[start of Text shown]

Discrepancies between online tabulations and 1y dataset aggregations

Hello!
I’ve been working with a puma level educational attainment dataset for the ACS 1 year files(version 7), and checking against tabulations found here:
https://data.census.gov/cedsci/table?q=South%20dakota%20education%20age&t=Educational%20Attainment&tid=ACSST1Y2016.S1501&moe=false&tp=false&hidePreview=false

I was hoping someone might know why these would be different – such as a specific versioning change that would lead to different results.

Thank you!

(Example of discrepancies)
(Aggregations using “perwt” weighting variable)
South Dakota 2010, ages 25+ by educational attainment:
less than HS:
tab: 55,367.416
aggregated 1y: 51,503

HS grad
tab: 168,231.764
aggregated 1y: 164,355

some college/ AA
tab: 168,764.143
aggregated 1y: 163,565

college grad
tab: 140,015.677
aggregated 1y: 150,447

Publicly available microdata are a subsample from the full ACS, while the Census website reports the results based on all of the ACS. For small geographies, such as SD, the discrepancies would be more pronounced. The hope is that the two numbers would be insignificantly different from one another (although it is hard to formally test this as the samples are not independent).

1 Like

To follow up on @skolenik 's answer, you can read more about the differences between the ACS PUMS and the full sample here.

ahh ok, I didn’t realize I was working with a subsample. Is this just a measure taken to insure confidentiality?

I believe that’s the reason.

[end of Text shown]
[start of Data extract]

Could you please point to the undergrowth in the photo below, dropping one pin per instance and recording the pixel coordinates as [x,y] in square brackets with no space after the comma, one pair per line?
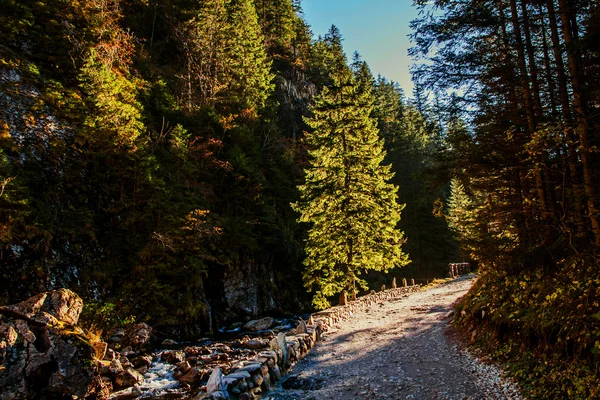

[end of Data extract]

(Required actions)
- A) In the thread about ACS data discrepancies, which weighting variable was used for the aggregations?
- B) List every educational attainment category that the thread gives figures for in its South Dakota example.
The lines after the thread aren't needed for this work.

(Responses)
- A) The "perwt" variable.

- B) less than HS; HS grad; some college/ AA; college grad